Stored rows ▸
-=-=-=-=-

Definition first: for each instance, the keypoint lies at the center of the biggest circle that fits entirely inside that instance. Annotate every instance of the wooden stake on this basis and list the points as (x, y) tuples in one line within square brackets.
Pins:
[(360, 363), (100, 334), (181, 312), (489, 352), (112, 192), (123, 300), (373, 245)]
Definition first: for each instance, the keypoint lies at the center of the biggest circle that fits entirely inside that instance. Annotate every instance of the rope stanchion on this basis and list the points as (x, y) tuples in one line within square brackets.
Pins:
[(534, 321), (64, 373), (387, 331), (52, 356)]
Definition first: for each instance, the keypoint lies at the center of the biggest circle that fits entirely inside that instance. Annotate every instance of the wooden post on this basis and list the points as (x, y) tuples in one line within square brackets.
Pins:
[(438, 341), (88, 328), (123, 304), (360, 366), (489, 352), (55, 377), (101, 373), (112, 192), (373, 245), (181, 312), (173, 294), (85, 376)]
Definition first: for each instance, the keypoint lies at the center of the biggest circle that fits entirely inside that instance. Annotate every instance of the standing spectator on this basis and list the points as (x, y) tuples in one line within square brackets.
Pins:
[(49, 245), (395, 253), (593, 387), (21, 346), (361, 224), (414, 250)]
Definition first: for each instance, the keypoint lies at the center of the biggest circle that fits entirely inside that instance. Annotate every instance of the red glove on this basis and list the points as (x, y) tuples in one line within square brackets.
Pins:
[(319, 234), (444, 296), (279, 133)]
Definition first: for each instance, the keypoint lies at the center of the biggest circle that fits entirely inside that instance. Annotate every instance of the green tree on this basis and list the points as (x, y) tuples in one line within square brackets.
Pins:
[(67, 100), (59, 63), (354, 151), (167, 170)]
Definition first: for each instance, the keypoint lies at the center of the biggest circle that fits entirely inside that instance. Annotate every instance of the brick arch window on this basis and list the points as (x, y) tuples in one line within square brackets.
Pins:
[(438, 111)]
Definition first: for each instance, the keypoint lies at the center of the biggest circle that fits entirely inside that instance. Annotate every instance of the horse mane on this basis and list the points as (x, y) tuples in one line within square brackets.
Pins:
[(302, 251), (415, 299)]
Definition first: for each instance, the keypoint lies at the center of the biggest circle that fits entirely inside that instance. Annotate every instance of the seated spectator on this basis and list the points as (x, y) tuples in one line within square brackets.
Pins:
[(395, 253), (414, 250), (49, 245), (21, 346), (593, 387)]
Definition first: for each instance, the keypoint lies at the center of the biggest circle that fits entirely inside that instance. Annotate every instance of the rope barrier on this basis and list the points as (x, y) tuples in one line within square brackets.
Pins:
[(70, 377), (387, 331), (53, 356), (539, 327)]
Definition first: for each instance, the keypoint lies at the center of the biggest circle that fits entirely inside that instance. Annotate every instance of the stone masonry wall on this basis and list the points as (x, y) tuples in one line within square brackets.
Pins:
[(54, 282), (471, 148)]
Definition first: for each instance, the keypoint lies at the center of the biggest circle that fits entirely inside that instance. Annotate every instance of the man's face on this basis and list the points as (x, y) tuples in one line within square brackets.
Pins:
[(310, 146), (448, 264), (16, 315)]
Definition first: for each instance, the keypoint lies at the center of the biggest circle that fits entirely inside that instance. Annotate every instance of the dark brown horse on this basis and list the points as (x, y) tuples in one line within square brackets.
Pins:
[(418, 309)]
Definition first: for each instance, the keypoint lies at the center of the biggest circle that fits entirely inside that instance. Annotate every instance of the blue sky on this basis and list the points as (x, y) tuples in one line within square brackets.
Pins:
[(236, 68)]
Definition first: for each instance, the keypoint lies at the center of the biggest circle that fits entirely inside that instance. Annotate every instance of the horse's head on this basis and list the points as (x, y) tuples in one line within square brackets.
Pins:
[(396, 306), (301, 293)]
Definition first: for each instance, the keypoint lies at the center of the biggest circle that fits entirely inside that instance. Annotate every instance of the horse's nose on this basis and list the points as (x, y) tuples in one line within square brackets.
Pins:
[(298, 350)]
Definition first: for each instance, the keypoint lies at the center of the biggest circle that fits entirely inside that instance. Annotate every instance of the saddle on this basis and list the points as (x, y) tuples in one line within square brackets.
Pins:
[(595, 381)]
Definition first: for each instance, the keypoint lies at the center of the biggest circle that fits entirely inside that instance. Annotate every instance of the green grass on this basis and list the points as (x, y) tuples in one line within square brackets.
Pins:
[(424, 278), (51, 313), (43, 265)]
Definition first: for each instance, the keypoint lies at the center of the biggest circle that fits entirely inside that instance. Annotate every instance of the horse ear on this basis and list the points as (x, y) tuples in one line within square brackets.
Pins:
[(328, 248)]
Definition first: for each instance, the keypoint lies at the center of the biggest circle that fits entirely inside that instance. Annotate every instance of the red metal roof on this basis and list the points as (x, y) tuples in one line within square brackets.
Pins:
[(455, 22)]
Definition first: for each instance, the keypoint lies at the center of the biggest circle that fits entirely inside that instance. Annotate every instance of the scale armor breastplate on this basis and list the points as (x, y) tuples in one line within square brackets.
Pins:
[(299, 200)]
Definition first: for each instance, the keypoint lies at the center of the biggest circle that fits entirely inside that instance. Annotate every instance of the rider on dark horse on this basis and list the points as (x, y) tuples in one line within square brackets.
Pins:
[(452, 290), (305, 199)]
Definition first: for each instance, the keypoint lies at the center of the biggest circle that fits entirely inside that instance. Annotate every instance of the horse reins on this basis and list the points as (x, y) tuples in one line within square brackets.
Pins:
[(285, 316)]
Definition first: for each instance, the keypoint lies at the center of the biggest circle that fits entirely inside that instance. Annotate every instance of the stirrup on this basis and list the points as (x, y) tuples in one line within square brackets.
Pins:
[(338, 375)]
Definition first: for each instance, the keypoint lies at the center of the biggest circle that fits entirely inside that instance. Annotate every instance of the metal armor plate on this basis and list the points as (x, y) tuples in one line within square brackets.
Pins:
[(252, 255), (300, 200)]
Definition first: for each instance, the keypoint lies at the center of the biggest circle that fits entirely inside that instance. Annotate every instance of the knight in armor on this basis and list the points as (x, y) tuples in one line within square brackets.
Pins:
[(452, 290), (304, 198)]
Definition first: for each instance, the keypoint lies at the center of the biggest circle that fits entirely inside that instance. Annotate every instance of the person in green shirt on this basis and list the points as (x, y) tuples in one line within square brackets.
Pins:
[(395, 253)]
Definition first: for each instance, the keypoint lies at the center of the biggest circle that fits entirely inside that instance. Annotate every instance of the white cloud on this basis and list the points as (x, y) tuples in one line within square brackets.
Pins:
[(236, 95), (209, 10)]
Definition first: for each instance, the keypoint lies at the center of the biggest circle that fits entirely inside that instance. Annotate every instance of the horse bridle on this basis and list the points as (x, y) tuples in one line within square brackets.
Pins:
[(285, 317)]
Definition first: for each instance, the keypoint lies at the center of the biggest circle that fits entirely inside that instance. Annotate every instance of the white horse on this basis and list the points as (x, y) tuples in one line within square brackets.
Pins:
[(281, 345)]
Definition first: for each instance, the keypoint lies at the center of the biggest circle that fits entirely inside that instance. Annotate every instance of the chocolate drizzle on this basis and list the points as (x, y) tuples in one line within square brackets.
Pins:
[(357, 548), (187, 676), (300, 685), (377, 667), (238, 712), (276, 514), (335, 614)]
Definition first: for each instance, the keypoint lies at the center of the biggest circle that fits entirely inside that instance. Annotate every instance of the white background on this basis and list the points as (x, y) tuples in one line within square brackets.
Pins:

-=-=-=-=-

Duplicate every one of the entries above word for word, without changing anything.

Worked solution ▸
Definition first: for each instance, the keypoint lies at the center of the biggest circle that fits entirely inside that instance. Annotate every instance of the wooden stake on this basis and list the points as (x, y) tuples in one line within square brackets.
Pins:
[(360, 363), (100, 334), (181, 312), (489, 352), (112, 192), (123, 300), (373, 245)]
Definition first: for each instance, the keypoint lies at the center of the biggest circle that fits entirely inside that instance. Annotate every instance of the rope stanchion on this basis and list the points as (x, y) tuples in one line within square brackets.
Pins:
[(534, 321), (64, 373), (387, 331), (52, 356)]
Definition first: for each instance, the keypoint lies at the center of the biggest circle that fits entirely inside that instance. Annotate every instance of the wooden post on this basis and list the points as (x, y) tuples in one line within square brackets.
Pins:
[(438, 341), (88, 328), (123, 304), (360, 366), (489, 352), (55, 377), (101, 373), (112, 192), (373, 245), (181, 312), (173, 294), (85, 376)]
Definition first: for each instance, the keypoint lies at the center of the biggest circle that fits entirely inside that instance. Annotate every instance of the standing spectator on this basis and list the points as (x, y) tuples in one line within square brackets.
Pins:
[(49, 245), (395, 253), (593, 387), (21, 346), (361, 224), (414, 250)]
Definition first: for each instance, the keypoint lies at the center of the biggest circle that fits entirely inside that instance. Annotate every instance of the red glove on this basis and list the points as (x, y) tuples in one line within square brackets.
Pins:
[(319, 234), (444, 296), (279, 133)]
Definition first: for each instance, the keypoint lies at the center of the biggest circle that fits entirely inside that instance. Annotate every instance of the green tree on this basis and list the points as (x, y) tuples in one line within square brackets.
Pins:
[(67, 100), (59, 63), (354, 151), (167, 170)]
Definition first: for each instance, the keypoint lies at the center of the biggest circle that fits entirely inside that instance. Annotate every instance of the brick arch window on this basis and list the points as (x, y) tuples in one line within square brackets.
Pins:
[(438, 111)]
Definition first: for each instance, the keypoint lies at the center of the biggest circle that fits entirely inside that instance. Annotate every instance of the horse mane on this basis and list the points as (x, y) tuples in one line within square brackets.
Pins:
[(302, 251), (415, 299)]
Definition first: for each instance, the keypoint lies at the center of the biggest circle that fits entirely inside that instance. Annotate every instance of the seated spectator on this basis and list the points as (x, y) tuples in one line within square brackets.
Pins:
[(395, 253), (414, 250), (49, 245), (21, 346), (593, 387)]
Definition first: for each instance, the keypoint lies at the center of the biggest circle that fits entirely inside that instance. Annotate every instance of the rope barrier on this basis and list the points as (x, y) tuples in one line within square brackets.
Pins:
[(70, 377), (387, 331), (53, 356), (539, 327)]
Definition first: for each instance, the keypoint lies at the center of the biggest circle that fits entirely inside that instance. Annotate every instance of the stone masonry wall on this basis and list the points as (x, y) tuples in one line within square brackets.
Pins:
[(54, 282), (471, 148)]
Definition first: for each instance, the keypoint lies at the center of the biggest circle that fits entirely inside that instance. Annotate every instance of the man's face on this basis and list the points as (x, y) tuples in one line within square brackets.
Pins:
[(310, 146), (448, 264), (16, 315)]
Definition first: for each instance, the keypoint lies at the center of the biggest circle that fits entirely inside that instance. Annotate every instance of the dark brown horse on this basis and list the points as (x, y) tuples in one line within square brackets.
Pins:
[(418, 309)]
Definition first: for each instance, the keypoint lies at the center of the biggest circle that fits entirely inside that instance. Annotate every instance of the blue sky on this basis and list the points as (x, y) tuples in one line within square brackets.
Pins:
[(236, 68)]
Definition first: for each instance, the keypoint lies at the center of the biggest circle that fits entirely inside that instance. Annotate every instance of the horse's head on this basis and list the points as (x, y) tuples in one line within square brackets.
Pins:
[(396, 306), (301, 293)]
Definition first: for each instance, the keypoint lies at the center of the biggest circle that fits entirely inside that instance. Annotate every instance of the horse's nose on this basis and list the points as (x, y) tuples in one line within square brackets.
Pins:
[(298, 350)]
Definition first: for each instance, the keypoint lies at the center of the biggest circle that fits entirely inside that instance. Annotate every instance of the saddle on this basis and list the points as (x, y) tuples in one line within square brackets.
Pins:
[(595, 381)]
Definition first: for each instance, the keypoint lies at the center of the biggest circle that fits entirely inside that instance. Annotate every instance of the green grass on this basis and list the points as (x, y) tuples in one line within square brackets.
Pins:
[(424, 278), (51, 313), (43, 265)]
Definition first: for each instance, the keypoint lies at the center of the biggest circle that fits entirely inside that instance. Annotate every instance of the horse ear on this basis and list the points as (x, y) tuples in one line within square brackets.
Pins:
[(328, 248)]
Definition first: for each instance, the keypoint lies at the center of the biggest circle that fits entirely inside that instance. Annotate every instance of the red metal roof on this basis and list the points as (x, y) tuples in one line within square brackets.
Pins:
[(455, 22)]
Definition first: for each instance, the keypoint lies at the center of the biggest circle that fits entirely inside that instance. Annotate every instance of the scale armor breastplate on this basis and list the points as (x, y) tuples in one line within square brackets.
Pins:
[(299, 200)]
Definition first: for each instance, the keypoint lies at the center of the biggest circle that fits entirely inside that instance. Annotate every instance of the rider on dark horse on this basis and list the points as (x, y) tuples in one line within square brackets.
Pins:
[(452, 290), (305, 199)]
Definition first: for each instance, the keypoint lies at the center of the biggest circle that fits entirely inside that instance. Annotate every instance of the horse reins on this basis and list the points as (x, y) tuples in one line within square brackets.
Pins:
[(285, 316)]
Definition first: for each instance, the keypoint lies at the center of the biggest circle that fits entirely inside that instance. Annotate every instance of the stirrup on this basis and list the points as (x, y) tuples in one line within square brackets.
Pins:
[(338, 375)]
Definition first: for each instance, the keypoint lies at the center of the biggest circle that fits entirely inside that instance. Annotate every instance of the metal armor plate on this basis and list the points as (x, y) tuples in one line within square brackets.
Pins:
[(252, 255), (300, 200)]
Definition first: for each instance, the keypoint lies at the center of the biggest circle that fits entirely inside that instance. Annotate every instance of the knight in armor on this basis and list the points as (x, y) tuples in one line within square brackets.
Pins:
[(452, 290), (304, 198)]
Definition first: for each instance, the keypoint lies at the center of the biggest circle that fits entirely inside that instance. Annotate every instance of the person in green shirt on this basis and list the points as (x, y) tuples in one line within square brackets.
Pins:
[(395, 253)]
Definition first: for each instance, the keypoint lies at the center of the biggest circle that fits entirely inside that instance. Annotate every instance of the white cloud on this basis and list the points as (x, y) tuples in one line within square brackets.
Pins:
[(236, 95), (209, 10)]
Definition first: for each instance, the keypoint lies at the center of the biggest circle that fits entirely inside that instance. Annotate every instance of the horse bridle on this basis and list the points as (x, y) tuples in one line within square brackets.
Pins:
[(285, 317)]
Definition first: for each instance, the keypoint lies at the center of the biggest circle that fits entirely inside that instance. Annotate every instance of the white horse on this basis and list the points as (x, y) tuples in one line within square brackets.
Pins:
[(281, 345)]
Definition first: for each instance, the keypoint lies at the center of the biggest circle that fits entirely inside that instance. Annotate every instance of the chocolate drizzle on this basis and list the points as (x, y) tuples in one line within square brackets.
Pins:
[(357, 548), (187, 676), (300, 685), (377, 667), (238, 712), (276, 514), (335, 614)]
Definition first: for each instance, the keypoint lies at the center of the biggest circle that fits entirely inside that instance. Annotate every instance of the white background on this basis and list the points as (x, y) tuples in one line within square brackets.
Pins:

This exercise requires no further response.